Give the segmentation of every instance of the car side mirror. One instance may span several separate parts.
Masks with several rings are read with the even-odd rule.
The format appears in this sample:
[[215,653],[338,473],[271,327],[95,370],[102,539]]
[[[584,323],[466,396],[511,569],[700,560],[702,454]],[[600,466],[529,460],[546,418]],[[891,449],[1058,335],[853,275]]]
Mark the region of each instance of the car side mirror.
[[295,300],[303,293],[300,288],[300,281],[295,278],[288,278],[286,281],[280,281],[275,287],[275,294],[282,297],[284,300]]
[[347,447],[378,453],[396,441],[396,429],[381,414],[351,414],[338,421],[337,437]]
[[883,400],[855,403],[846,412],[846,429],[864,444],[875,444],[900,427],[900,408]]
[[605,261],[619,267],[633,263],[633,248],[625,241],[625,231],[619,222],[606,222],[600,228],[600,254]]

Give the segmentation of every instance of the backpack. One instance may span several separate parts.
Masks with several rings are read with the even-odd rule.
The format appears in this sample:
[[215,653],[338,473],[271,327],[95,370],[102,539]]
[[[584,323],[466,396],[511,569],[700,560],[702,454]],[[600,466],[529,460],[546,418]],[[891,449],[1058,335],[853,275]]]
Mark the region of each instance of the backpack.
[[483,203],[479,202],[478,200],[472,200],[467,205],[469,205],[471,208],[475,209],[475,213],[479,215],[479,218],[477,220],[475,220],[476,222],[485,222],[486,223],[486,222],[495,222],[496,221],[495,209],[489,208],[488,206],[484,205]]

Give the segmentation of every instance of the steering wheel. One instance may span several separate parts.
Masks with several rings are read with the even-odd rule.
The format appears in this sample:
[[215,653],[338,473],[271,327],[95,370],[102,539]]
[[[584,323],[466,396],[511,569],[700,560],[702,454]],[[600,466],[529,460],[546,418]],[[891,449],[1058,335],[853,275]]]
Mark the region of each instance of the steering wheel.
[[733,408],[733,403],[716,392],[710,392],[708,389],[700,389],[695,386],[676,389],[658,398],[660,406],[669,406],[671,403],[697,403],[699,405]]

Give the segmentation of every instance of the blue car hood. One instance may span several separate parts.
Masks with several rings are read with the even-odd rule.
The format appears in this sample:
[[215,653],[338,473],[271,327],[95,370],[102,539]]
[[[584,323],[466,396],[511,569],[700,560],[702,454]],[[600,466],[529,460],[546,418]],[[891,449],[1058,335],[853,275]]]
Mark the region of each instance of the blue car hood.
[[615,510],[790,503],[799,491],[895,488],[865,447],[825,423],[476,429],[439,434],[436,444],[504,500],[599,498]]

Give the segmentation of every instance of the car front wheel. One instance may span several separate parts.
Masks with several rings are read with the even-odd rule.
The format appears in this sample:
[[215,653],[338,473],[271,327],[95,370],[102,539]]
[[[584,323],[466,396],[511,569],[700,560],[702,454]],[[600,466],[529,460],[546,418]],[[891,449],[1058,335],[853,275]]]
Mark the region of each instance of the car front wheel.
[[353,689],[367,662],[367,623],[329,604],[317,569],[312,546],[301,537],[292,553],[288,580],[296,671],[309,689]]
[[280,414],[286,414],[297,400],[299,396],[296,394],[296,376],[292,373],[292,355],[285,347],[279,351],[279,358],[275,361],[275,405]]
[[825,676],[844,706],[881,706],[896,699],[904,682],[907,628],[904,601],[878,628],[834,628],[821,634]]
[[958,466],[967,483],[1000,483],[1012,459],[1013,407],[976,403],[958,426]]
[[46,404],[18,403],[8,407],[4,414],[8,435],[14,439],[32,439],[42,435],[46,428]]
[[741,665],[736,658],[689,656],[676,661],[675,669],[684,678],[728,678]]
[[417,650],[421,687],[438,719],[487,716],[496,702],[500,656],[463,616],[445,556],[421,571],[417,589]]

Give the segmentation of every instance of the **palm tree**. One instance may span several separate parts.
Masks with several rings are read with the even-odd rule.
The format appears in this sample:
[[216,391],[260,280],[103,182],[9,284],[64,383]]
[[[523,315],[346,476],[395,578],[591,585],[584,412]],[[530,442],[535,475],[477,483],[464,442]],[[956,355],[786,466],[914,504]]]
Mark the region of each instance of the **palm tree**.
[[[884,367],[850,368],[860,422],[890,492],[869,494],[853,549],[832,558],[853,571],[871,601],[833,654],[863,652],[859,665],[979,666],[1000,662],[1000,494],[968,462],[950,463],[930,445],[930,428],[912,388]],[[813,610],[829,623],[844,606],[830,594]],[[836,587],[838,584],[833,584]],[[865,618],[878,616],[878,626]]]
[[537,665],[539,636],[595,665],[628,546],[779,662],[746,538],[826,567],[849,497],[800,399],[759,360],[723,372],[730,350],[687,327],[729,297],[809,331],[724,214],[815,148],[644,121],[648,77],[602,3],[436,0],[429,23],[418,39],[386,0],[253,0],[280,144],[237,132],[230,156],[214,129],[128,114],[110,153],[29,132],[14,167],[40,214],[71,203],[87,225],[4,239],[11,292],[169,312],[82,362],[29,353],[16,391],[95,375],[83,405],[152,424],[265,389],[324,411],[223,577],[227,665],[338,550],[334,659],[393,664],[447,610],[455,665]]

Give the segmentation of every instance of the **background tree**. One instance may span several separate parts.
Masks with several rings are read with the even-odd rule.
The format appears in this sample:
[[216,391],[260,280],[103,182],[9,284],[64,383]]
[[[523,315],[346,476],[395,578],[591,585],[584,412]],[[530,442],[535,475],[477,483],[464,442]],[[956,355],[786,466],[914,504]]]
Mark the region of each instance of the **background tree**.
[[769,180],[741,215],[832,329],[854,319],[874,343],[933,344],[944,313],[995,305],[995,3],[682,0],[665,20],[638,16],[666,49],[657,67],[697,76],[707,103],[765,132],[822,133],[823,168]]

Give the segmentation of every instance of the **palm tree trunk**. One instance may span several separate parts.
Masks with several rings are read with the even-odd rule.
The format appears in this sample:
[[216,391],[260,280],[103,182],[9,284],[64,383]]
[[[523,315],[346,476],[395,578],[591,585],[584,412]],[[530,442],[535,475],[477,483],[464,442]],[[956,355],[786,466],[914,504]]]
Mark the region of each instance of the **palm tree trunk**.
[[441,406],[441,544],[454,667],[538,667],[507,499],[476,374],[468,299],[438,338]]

────────────────

WORK TO BE COMPLETED
Reproduce each line of the data containing the word "every".

COMPLETED TASK
Give the segmentation of every instance of the car side mirror. One instance may span several separate parts.
Give the segmentation of every instance of the backpack. One instance may span several separate parts.
Give the segmentation of every instance of the steering wheel. One instance may span several separate parts.
Give the segmentation of every instance of the blue car hood. One instance may span several separate parts.
Give the segmentation of every instance of the car front wheel. One instance may span several separate parts.
Give the segmentation of every instance of the **palm tree**. One instance may span several separate parts.
Give the segmentation of every instance of the **background tree**. One instance may span several separate parts.
Give the segmentation of every instance of the **palm tree trunk**. One instance may span several separate parts.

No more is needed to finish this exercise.